Due to the Tax Cuts and Jobs Act, there are few itemizable deductions that are still available, but the deduction for charitable contributions is still in effect and it can raise up to the limit of 60% of your adjusted gross income.

If you anticipate being able to itemize deductions for 2019, be sure to make your contributions before midnight on Dec. 31, and get a receipt, whether you’re donating cash or property.

Another itemized deduction to take into consideration is the interest you pay on your mortgages of up to $750,000 in principal. This can mean a mortgage on your primary residence or a second home, or it could mean home equity debt if it was incurred to substantially improve your home.

The deduction is for mortgage interest that you paid during the 2019 calendar year. Therefore if you receive the bill for your January mortgage payment and pay it before the end of the year, you could potentially have 13 months’ worth of mortgage interest to deduct.

For the 2019 tax year, you can deduct qualifying medical expenses that exceed 10% of your adjusted gross income. If you are close to or above the threshold where you can deduct medical expenses, it’s worth checking if you have any outstanding co-pays, prescriptions, or other medical expenses you can pay before Jan. 1.

Supplied data —
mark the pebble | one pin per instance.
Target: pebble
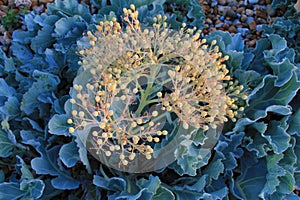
(252, 43)
(249, 12)
(261, 13)
(249, 19)
(219, 25)
(228, 22)
(243, 31)
(270, 11)
(232, 29)
(240, 10)
(222, 2)
(259, 27)
(230, 13)
(225, 26)
(214, 3)
(243, 18)
(208, 20)
(236, 22)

Task requirements —
[a] What does the text on 2019 tax deductions state on each of these points?
(i) What is the upper limit on the charitable contributions deduction?
(ii) Interest on mortgages of up to how much in principal can be deducted?
(iii) Qualifying medical expenses above what share of adjusted gross income can be deducted for the 2019 tax year?
[b] Can you write the next part of the text on 2019 tax deductions, picking up after its last sentence?

Results of the exercise —
[a]
(i) 60% of your adjusted gross income.
(ii) $750,000.
(iii) 10%.

[b]
Contributing the maximum allowed to an employer sponsored defined contribution plan, such as a 401(k) or 403(b), is one of the most effective ways to reduce taxable income.

In 2019, you can contribute up to $19,000 to a 401(k) or 403(b) in the form of salary deferrals. And if you are 50 or older in 2019, you can make an additional $6,000 catch-up contribution, for a total maximum contribution of $25,000.

If you participate in an employer-sponsored retirement plan, you may be able to designate some or all of your contributions as Roth contributions. While Roth contributions are made on an after-tax basis, and don’t reduce your current MAGI, qualified distributions will be tax-free. Roth contributions may be especially beneficial for higher-income earners, who are ineligible to contribute to a Roth IRA.

If you’re qualified for an HSA in 2019 (meaning you have a health insurance plan with a deductible of at least $1,350 for singles), you can contribute as much as $3,500, or $7,000 if you have family coverage. Once you turn 65, you’ll be able to withdraw money from your HSA penalty-free for any reason.



If you contributed to a flexible spending account, you need to use up your balance as these accounts have "use it or lose it" provisions in which money reverts back to the employer if not spent. While some companies provide a grace period for purchases made in the new year, others end reimbursements at the close of the calendar year.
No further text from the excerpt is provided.